* [Dataset records]
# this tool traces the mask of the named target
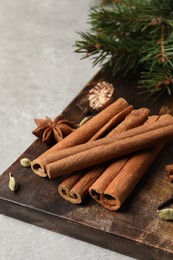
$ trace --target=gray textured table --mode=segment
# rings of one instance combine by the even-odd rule
[[[35,140],[33,118],[57,116],[98,70],[73,48],[93,2],[0,1],[0,173]],[[0,243],[1,260],[130,259],[3,215]]]

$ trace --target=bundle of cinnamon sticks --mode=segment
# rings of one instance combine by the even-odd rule
[[[117,210],[148,170],[164,144],[173,139],[173,117],[151,116],[123,98],[94,116],[32,162],[41,176],[67,176],[59,194],[78,204],[87,194]]]

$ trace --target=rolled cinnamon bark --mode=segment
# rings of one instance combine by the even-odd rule
[[[157,124],[157,122],[153,123],[153,125],[154,124]],[[146,130],[149,128],[148,125],[145,125],[145,127]],[[132,130],[128,130],[126,133]],[[117,137],[120,135],[121,134],[117,134]],[[59,161],[48,164],[46,166],[47,173],[49,178],[56,178],[61,175],[82,170],[84,168],[88,168],[90,166],[147,148],[157,142],[166,142],[171,139],[173,139],[173,121],[168,126],[159,127],[149,132],[146,131],[130,138],[119,139],[119,141],[113,141],[107,145],[95,147],[94,143],[97,141],[93,141],[93,148],[83,152],[78,151],[78,153],[74,155],[67,156]]]
[[[126,107],[125,109],[123,109],[120,113],[118,113],[116,116],[113,117],[113,122],[114,122],[114,125],[118,124],[120,121],[122,121],[133,109],[133,106],[132,105],[129,105],[128,107]],[[142,116],[142,113],[145,114],[146,113],[146,110],[148,112],[148,109],[145,109],[145,112],[144,112],[144,109],[142,109],[141,111],[141,116]],[[134,117],[134,115],[133,115]],[[143,118],[143,117],[142,117]],[[112,121],[112,119],[110,120]],[[110,122],[109,121],[109,122]],[[108,123],[109,123],[108,122]],[[110,125],[110,124],[109,124]],[[107,130],[107,128],[105,128],[105,131]],[[91,142],[93,140],[96,140],[97,138],[97,135],[94,135],[92,140],[88,140],[88,142]],[[85,147],[85,146],[84,146]],[[85,148],[84,148],[85,150]],[[69,150],[68,153],[70,153],[70,155],[76,153],[76,148],[75,146],[71,147],[71,149]],[[51,153],[51,154],[48,154],[48,155],[43,155],[42,159],[44,160],[44,164],[47,165],[48,163],[52,163],[52,162],[55,162],[57,160],[60,160],[66,156],[68,156],[68,154],[66,153],[67,150],[66,149],[63,149],[61,151],[58,151],[56,153]]]
[[[108,132],[112,127],[115,126],[115,124],[122,121],[122,117],[125,118],[127,116],[126,110],[128,109],[128,114],[132,111],[133,106],[127,107],[125,110],[120,112],[118,115],[115,115],[112,119],[107,122],[106,125],[104,125],[95,135],[91,137],[89,141],[94,141],[102,137],[106,132]]]
[[[100,128],[102,128],[112,117],[120,113],[123,109],[128,107],[128,103],[125,99],[119,98],[114,103],[109,105],[103,111],[91,118],[84,125],[76,129],[61,142],[54,145],[48,151],[40,155],[34,161],[31,162],[31,168],[33,172],[41,177],[46,177],[45,162],[43,157],[57,153],[58,151],[67,147],[72,147],[78,144],[87,142]]]
[[[116,131],[117,131],[116,135],[112,134],[112,132],[111,132],[110,135],[108,135],[104,138],[98,139],[96,141],[87,142],[87,143],[80,144],[77,146],[69,147],[68,149],[62,149],[61,151],[58,151],[58,153],[56,153],[56,155],[53,155],[54,159],[56,159],[56,160],[54,160],[52,163],[54,163],[58,160],[61,160],[63,158],[66,158],[68,156],[72,156],[72,155],[78,154],[80,152],[90,150],[93,147],[108,145],[108,144],[111,144],[118,140],[123,140],[123,139],[129,138],[129,137],[137,136],[139,134],[143,134],[143,133],[155,130],[155,129],[159,129],[159,128],[171,125],[172,123],[173,123],[173,117],[171,115],[163,115],[161,117],[161,120],[156,122],[155,124],[151,124],[148,126],[145,126],[145,125],[138,126],[138,127],[135,127],[133,129],[130,129],[130,130],[124,131],[124,132],[118,132],[118,130],[114,129],[112,131],[114,131],[114,133],[116,133]],[[52,154],[50,156],[52,157]],[[46,165],[51,164],[51,163],[48,163],[48,161],[51,161],[51,159],[49,158],[49,156],[44,156],[44,155],[43,155],[42,159],[43,158],[44,158],[44,165],[46,168],[45,171],[47,171]],[[48,174],[48,176],[49,176],[49,174]]]
[[[96,179],[92,186],[89,187],[89,193],[91,197],[98,203],[104,206],[103,195],[106,188],[113,181],[113,179],[119,174],[128,160],[128,157],[122,158],[112,162],[105,171],[102,172],[100,177]],[[107,203],[106,203],[107,204]]]
[[[134,109],[126,118],[116,126],[107,136],[111,137],[118,132],[123,132],[128,129],[134,128],[143,124],[146,120],[150,110],[147,108]],[[102,164],[94,167],[94,169],[86,170],[85,174],[77,172],[72,176],[67,177],[58,186],[59,194],[73,204],[79,204],[88,194],[90,186],[96,181],[97,178],[104,172],[107,164]]]
[[[157,120],[159,120],[159,116],[152,116],[145,125],[152,124]],[[163,144],[160,144],[155,148],[152,147],[144,152],[140,152],[133,156],[133,159],[123,158],[113,162],[90,187],[89,193],[91,197],[105,208],[111,210],[118,209],[154,161],[162,147]],[[123,182],[121,183],[122,179]]]
[[[117,210],[160,153],[163,143],[130,158],[104,192],[102,205]]]
[[[99,168],[95,166],[91,170],[87,169],[84,174],[80,171],[79,173],[70,175],[58,186],[59,194],[73,204],[81,203],[88,194],[89,187],[102,174],[104,169],[106,169],[106,164],[103,164]],[[71,176],[73,177],[70,178]],[[75,181],[75,178],[78,179]],[[66,193],[64,189],[67,191]]]
[[[167,174],[169,180],[173,182],[173,164],[165,166],[165,173]]]
[[[146,107],[142,107],[139,109],[133,109],[131,113],[126,116],[126,120],[124,120],[121,124],[114,127],[112,131],[108,133],[108,137],[114,136],[116,133],[124,132],[126,130],[132,129],[144,123],[146,117],[149,115],[150,110]],[[112,127],[115,118],[112,118],[105,126],[103,126],[100,131],[98,131],[90,140],[94,141],[106,132],[106,129],[110,129]],[[110,127],[110,128],[109,128]],[[95,139],[94,139],[95,137]]]
[[[82,176],[83,173],[80,171],[80,173],[71,174],[68,178],[63,180],[62,183],[58,186],[58,192],[61,197],[63,197],[67,201],[70,201],[70,199],[75,199],[74,196],[70,195],[70,190],[81,179]]]

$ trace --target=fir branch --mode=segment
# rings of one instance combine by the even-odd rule
[[[160,37],[160,48],[161,48],[161,54],[160,54],[160,59],[161,62],[165,63],[166,62],[166,55],[165,55],[165,25],[164,23],[161,24],[161,37]]]
[[[90,12],[90,32],[81,32],[76,52],[113,74],[140,73],[150,95],[173,90],[173,1],[114,0]]]
[[[166,63],[148,64],[141,72],[139,88],[143,90],[140,93],[149,92],[150,95],[162,94],[167,92],[169,95],[173,91],[172,65]]]

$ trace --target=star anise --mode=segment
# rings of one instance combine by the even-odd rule
[[[35,118],[34,120],[37,128],[32,133],[46,143],[59,142],[74,131],[73,123],[61,115],[57,116],[54,121],[47,116],[46,119]]]

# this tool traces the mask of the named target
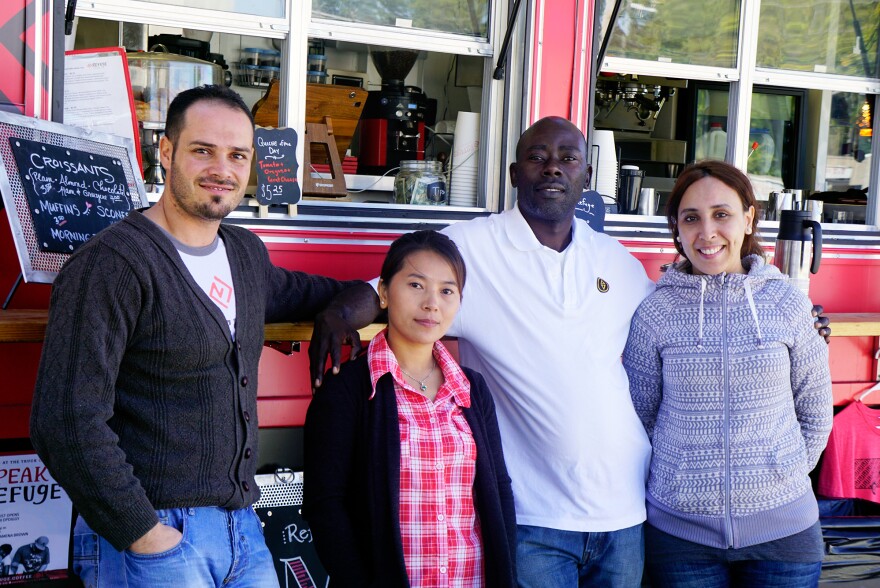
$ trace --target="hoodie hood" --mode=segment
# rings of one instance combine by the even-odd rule
[[[674,296],[679,300],[683,302],[699,301],[697,333],[697,346],[699,348],[703,347],[704,304],[721,301],[725,286],[728,292],[733,293],[733,296],[738,296],[741,293],[745,297],[751,310],[752,320],[754,321],[758,347],[763,346],[761,325],[758,321],[758,311],[755,308],[753,292],[763,288],[769,281],[787,280],[788,278],[776,266],[768,264],[760,255],[744,257],[742,263],[747,273],[721,273],[707,276],[688,273],[684,269],[688,265],[687,262],[678,262],[670,266],[657,282],[658,291],[665,290],[667,294],[670,294],[671,292],[668,289],[673,288],[675,290]]]

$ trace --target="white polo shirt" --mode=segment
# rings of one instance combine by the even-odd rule
[[[448,335],[495,398],[517,523],[643,522],[651,446],[620,359],[633,312],[654,289],[642,264],[580,219],[565,251],[544,247],[518,207],[443,232],[467,263]]]

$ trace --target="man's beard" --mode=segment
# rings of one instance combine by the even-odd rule
[[[233,190],[230,192],[230,199],[225,204],[223,197],[219,195],[212,195],[208,201],[198,200],[195,196],[196,185],[203,181],[229,186]],[[174,157],[171,158],[171,195],[177,206],[191,216],[207,221],[223,220],[241,202],[241,194],[238,198],[232,197],[233,192],[238,190],[239,185],[231,180],[212,180],[209,177],[200,177],[195,180],[195,183],[190,183],[189,178],[180,172],[174,162]]]

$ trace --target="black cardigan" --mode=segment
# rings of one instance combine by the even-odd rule
[[[272,264],[221,224],[235,341],[158,225],[140,212],[64,264],[31,412],[31,440],[88,524],[122,550],[156,509],[250,506],[266,321],[312,318],[347,284]]]
[[[516,584],[516,515],[495,404],[483,377],[463,368],[462,413],[477,446],[475,507],[486,587]],[[367,356],[328,372],[306,416],[303,514],[335,586],[406,587],[400,538],[400,433],[391,374],[371,394]]]

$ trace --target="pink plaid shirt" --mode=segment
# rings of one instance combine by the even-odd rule
[[[477,447],[461,413],[461,407],[471,405],[471,386],[439,341],[434,358],[445,382],[431,402],[404,378],[385,331],[368,350],[373,396],[381,376],[390,372],[394,378],[403,558],[411,586],[477,588],[484,585],[483,542],[474,508]]]

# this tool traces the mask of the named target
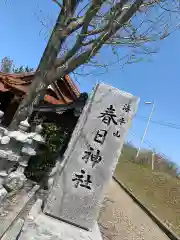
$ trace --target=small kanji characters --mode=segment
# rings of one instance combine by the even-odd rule
[[[94,152],[94,148],[90,147],[89,150],[84,152],[84,156],[82,157],[83,160],[85,160],[85,163],[87,163],[89,160],[92,162],[92,167],[94,167],[96,164],[101,162],[102,157],[100,156],[100,151],[96,150],[96,153]]]
[[[120,117],[120,118],[117,120],[117,122],[118,122],[120,125],[122,125],[122,124],[125,124],[125,123],[126,123],[126,121],[125,121],[125,118],[124,118],[124,117]]]
[[[125,112],[130,112],[131,111],[131,105],[130,104],[124,104],[123,108],[122,108],[123,111]]]
[[[120,131],[116,131],[113,133],[113,136],[119,138],[121,135],[120,135]]]
[[[75,188],[80,186],[91,190],[91,175],[87,174],[85,178],[85,173],[86,172],[83,169],[81,169],[81,173],[75,173],[75,178],[72,179],[72,181],[75,182]]]

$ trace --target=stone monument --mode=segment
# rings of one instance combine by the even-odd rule
[[[109,85],[96,86],[74,130],[64,168],[56,175],[44,213],[29,229],[26,226],[20,240],[50,239],[50,235],[56,240],[102,239],[97,218],[104,190],[138,102],[137,97]],[[47,238],[40,224],[48,229]],[[36,237],[30,238],[32,234]]]

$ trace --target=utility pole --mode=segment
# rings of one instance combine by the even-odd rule
[[[154,162],[155,162],[155,150],[152,150],[152,162],[151,162],[151,168],[152,171],[154,171]]]
[[[155,102],[145,102],[145,104],[152,104],[152,109],[151,109],[151,112],[150,112],[150,115],[149,115],[149,118],[148,118],[148,121],[147,121],[147,124],[146,124],[146,128],[144,130],[144,134],[143,134],[143,136],[141,138],[141,143],[140,143],[140,146],[138,148],[138,151],[137,151],[137,154],[136,154],[136,158],[139,156],[139,152],[140,152],[141,146],[142,146],[142,144],[144,142],[144,138],[146,136],[146,133],[147,133],[147,130],[148,130],[148,127],[149,127],[149,123],[151,121],[151,117],[152,117],[152,114],[153,114],[153,111],[154,111],[154,107],[155,107]]]

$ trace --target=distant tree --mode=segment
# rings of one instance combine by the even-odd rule
[[[1,72],[4,73],[10,73],[12,72],[12,68],[13,68],[13,60],[11,60],[9,57],[4,57],[1,60]]]
[[[34,70],[33,68],[29,68],[28,66],[26,67],[20,66],[13,68],[14,73],[33,72],[33,70]]]
[[[10,57],[4,57],[1,60],[0,71],[4,72],[4,73],[25,73],[25,72],[32,72],[33,68],[30,68],[28,66],[16,67],[14,65],[14,61],[12,59],[10,59]]]

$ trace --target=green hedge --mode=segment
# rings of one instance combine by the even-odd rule
[[[55,124],[43,124],[45,144],[40,145],[37,155],[31,157],[26,168],[26,177],[46,185],[47,175],[55,165],[57,158],[63,155],[70,139],[70,133]]]

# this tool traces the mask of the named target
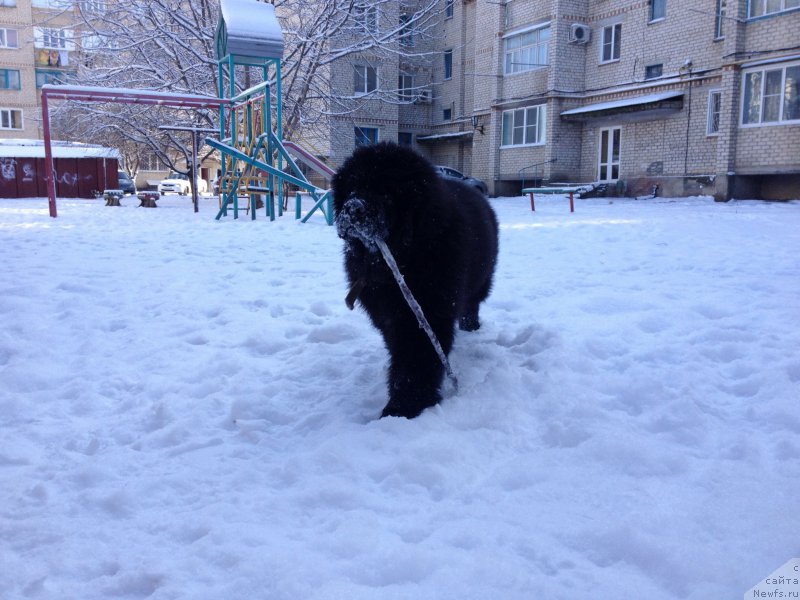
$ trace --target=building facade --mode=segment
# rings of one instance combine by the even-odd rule
[[[425,59],[337,67],[333,85],[367,99],[333,121],[334,164],[391,140],[493,194],[800,197],[800,0],[441,3]]]

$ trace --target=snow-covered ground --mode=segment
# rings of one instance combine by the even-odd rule
[[[493,200],[460,392],[314,216],[0,200],[0,598],[742,598],[800,556],[800,202]]]

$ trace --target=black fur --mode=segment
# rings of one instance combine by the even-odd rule
[[[497,262],[497,218],[477,190],[436,175],[411,149],[356,149],[332,182],[351,290],[389,350],[389,402],[382,416],[413,418],[441,400],[444,367],[420,329],[380,251],[391,250],[445,354],[455,323],[480,327]]]

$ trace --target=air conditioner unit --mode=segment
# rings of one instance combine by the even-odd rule
[[[569,28],[570,44],[588,44],[592,38],[592,28],[583,23],[573,23]]]
[[[430,104],[431,103],[431,91],[430,90],[420,90],[419,96],[417,96],[416,100],[414,100],[414,104]]]

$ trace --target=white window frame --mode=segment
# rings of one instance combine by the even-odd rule
[[[17,0],[0,0],[0,6],[16,6]]]
[[[11,127],[10,123],[12,122],[12,114],[18,113],[19,114],[19,127]],[[0,108],[0,129],[3,130],[11,130],[11,131],[21,131],[25,129],[25,123],[23,122],[23,112],[18,108]],[[5,126],[4,123],[9,123],[8,126]]]
[[[550,66],[550,22],[503,36],[503,75],[526,73]],[[519,41],[520,45],[515,46]]]
[[[104,13],[107,8],[105,0],[78,0],[77,5],[80,10],[87,13]]]
[[[416,95],[416,77],[405,71],[397,75],[397,97],[401,102],[411,102]]]
[[[608,39],[610,36],[610,39]],[[611,49],[610,57],[605,57],[606,47]],[[616,51],[617,55],[614,56]],[[612,23],[603,27],[600,36],[600,64],[619,62],[622,56],[622,23]]]
[[[519,117],[522,115],[522,121]],[[533,117],[531,117],[533,115]],[[529,121],[536,121],[536,134],[533,141],[528,140],[528,133],[532,126]],[[509,126],[511,129],[509,130]],[[521,132],[522,142],[515,143],[516,132]],[[508,135],[507,135],[508,134]],[[510,143],[507,143],[510,142]],[[535,104],[504,110],[501,116],[500,147],[520,148],[527,146],[544,146],[547,143],[547,105]]]
[[[800,114],[798,114],[797,118],[794,119],[787,119],[785,118],[785,111],[786,111],[786,79],[787,79],[787,71],[789,69],[797,70],[798,74],[797,77],[800,77],[800,61],[791,61],[785,64],[765,64],[759,67],[750,67],[743,69],[742,71],[742,95],[741,95],[741,103],[740,103],[740,111],[739,111],[739,124],[741,127],[774,127],[774,126],[781,126],[781,125],[797,125],[800,123]],[[767,79],[771,78],[774,81],[774,74],[780,72],[780,85],[776,86],[777,89],[780,90],[780,98],[778,100],[778,114],[776,119],[770,119],[769,121],[764,120],[764,109],[767,106],[768,98],[776,97],[776,94],[767,94]],[[754,81],[751,76],[758,75],[758,89],[753,90],[751,87],[751,82]],[[797,89],[797,88],[795,88]],[[746,117],[750,114],[748,110],[748,106],[746,105],[746,99],[748,96],[748,91],[752,94],[755,91],[757,95],[757,102],[758,106],[754,106],[754,110],[757,113],[757,118],[753,120],[746,120]],[[795,102],[800,102],[800,90],[797,91],[798,97],[794,98]]]
[[[74,50],[74,32],[60,27],[35,27],[34,47],[44,50]]]
[[[619,132],[619,148],[616,160],[614,160],[614,132]],[[606,161],[603,162],[603,133],[608,134],[605,144]],[[606,169],[606,177],[602,176],[603,167]],[[614,167],[617,168],[617,176],[614,177]],[[598,133],[597,144],[597,181],[614,182],[618,181],[622,175],[622,127],[603,127]]]
[[[770,0],[750,0],[747,3],[747,18],[757,19],[759,17],[776,15],[786,12],[787,10],[796,10],[800,8],[800,2],[798,2],[798,0],[778,0],[778,2],[780,2],[780,8],[778,10],[769,10]],[[758,14],[754,14],[754,9],[756,7],[761,7],[761,11]]]
[[[722,90],[709,90],[708,116],[706,117],[706,135],[718,136],[722,118]]]
[[[454,0],[444,0],[444,18],[452,19],[455,13]]]
[[[49,8],[52,10],[66,10],[72,8],[72,0],[33,0],[34,8]]]
[[[14,38],[13,45],[9,39],[12,37]],[[0,48],[19,48],[19,30],[13,27],[0,27]]]
[[[378,89],[378,67],[370,65],[353,65],[353,91],[356,96],[366,96]],[[374,79],[374,87],[370,88],[370,74]],[[363,84],[359,89],[359,83]]]

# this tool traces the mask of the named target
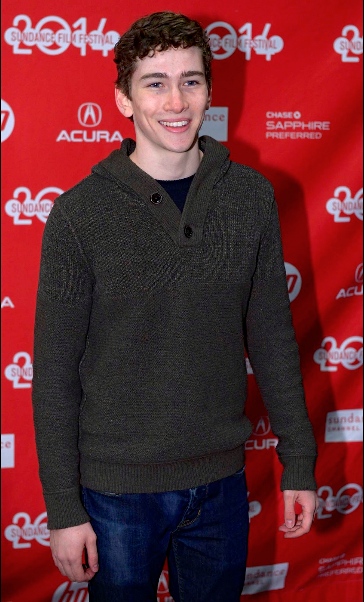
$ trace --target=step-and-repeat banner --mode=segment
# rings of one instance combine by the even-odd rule
[[[361,600],[361,2],[5,0],[2,6],[2,601],[86,602],[54,567],[31,408],[35,297],[55,198],[132,123],[114,104],[113,47],[140,16],[206,28],[212,107],[202,132],[275,187],[287,286],[319,448],[320,508],[286,540],[276,438],[249,370],[250,548],[242,600]],[[243,358],[242,358],[243,361]],[[287,416],[290,420],[290,416]],[[162,427],[161,427],[162,428]],[[228,590],[229,584],[226,584]],[[171,602],[168,566],[159,602]],[[223,601],[222,601],[223,602]]]

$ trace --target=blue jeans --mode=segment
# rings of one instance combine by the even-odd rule
[[[83,488],[83,502],[100,566],[90,602],[156,602],[166,558],[175,602],[239,602],[249,531],[244,469],[181,491]]]

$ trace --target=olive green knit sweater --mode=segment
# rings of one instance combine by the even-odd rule
[[[279,439],[282,489],[315,489],[316,445],[270,183],[200,138],[183,213],[128,155],[48,218],[33,404],[49,528],[88,520],[80,483],[115,493],[195,487],[244,463],[249,353]]]

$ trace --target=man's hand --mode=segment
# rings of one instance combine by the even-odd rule
[[[311,529],[318,508],[315,491],[283,491],[284,524],[279,527],[284,537],[301,537]],[[300,504],[301,513],[296,516],[295,503]]]
[[[96,535],[90,523],[50,531],[54,563],[71,581],[90,581],[98,571]],[[87,554],[87,566],[82,556]]]

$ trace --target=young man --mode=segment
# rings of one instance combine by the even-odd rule
[[[211,58],[183,15],[132,25],[115,47],[116,104],[135,142],[63,194],[45,227],[40,475],[54,561],[89,581],[91,601],[155,600],[166,557],[176,602],[239,600],[244,348],[279,438],[285,536],[307,533],[316,508],[272,187],[198,138]]]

* [Task prompt] Only the lines above starting with the one with "--target=building facade --mode=segment" and going through the one with "window frame --mode=segment" are to be copied, word for word and with both ends kept.

* [Written response]
$ trace --target=building facade --mode=segment
# rings of one instance combine by the even-odd rule
[[[425,59],[337,67],[333,85],[367,99],[333,121],[334,164],[391,140],[493,194],[800,197],[800,0],[441,3]]]

$ trace --target=snow-covered ground --mode=segment
# rings of one instance combine by the even-odd rule
[[[493,200],[460,392],[314,216],[0,200],[0,598],[742,598],[800,556],[800,202]]]

$ trace --target=black fur --mode=segment
# rings of one instance combine by the even-odd rule
[[[497,262],[497,218],[477,190],[436,175],[411,149],[356,149],[332,182],[351,290],[389,350],[389,402],[382,416],[413,418],[441,400],[444,367],[420,329],[380,251],[391,250],[445,354],[455,323],[480,327]]]

$ trace --target=air conditioner unit --mode=segment
# rings of one instance combine by the even-odd rule
[[[569,28],[570,44],[588,44],[592,38],[592,28],[583,23],[573,23]]]
[[[430,104],[431,103],[431,91],[430,90],[420,90],[419,96],[417,96],[416,100],[414,100],[414,104]]]

$ trace --target=white window frame --mode=segment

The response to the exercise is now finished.